RECORDED DATA:
========================

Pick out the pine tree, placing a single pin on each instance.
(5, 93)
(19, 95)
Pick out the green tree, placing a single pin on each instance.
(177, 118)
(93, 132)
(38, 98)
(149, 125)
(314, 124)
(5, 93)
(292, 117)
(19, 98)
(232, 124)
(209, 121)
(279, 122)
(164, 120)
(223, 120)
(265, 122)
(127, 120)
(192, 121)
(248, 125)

========================

AIM OF THE TASK: Recast the records above as a two-column CSV with the header columns text and answer, one row per record. Put each record's text and its answer in a single quoted field apiece, replacing every line break with a space.

REPLY TO THE TASK:
text,answer
"Pick out the pine tree, placing a single pin on each instance.","(5, 93) (19, 95)"
"Pick out the green tree, placing a single pin on each instance.","(177, 118) (93, 132) (38, 98) (149, 125) (314, 124) (5, 93) (292, 117) (19, 98) (232, 124) (209, 121) (279, 122) (164, 120) (223, 120) (265, 122) (127, 120) (192, 121) (248, 125)"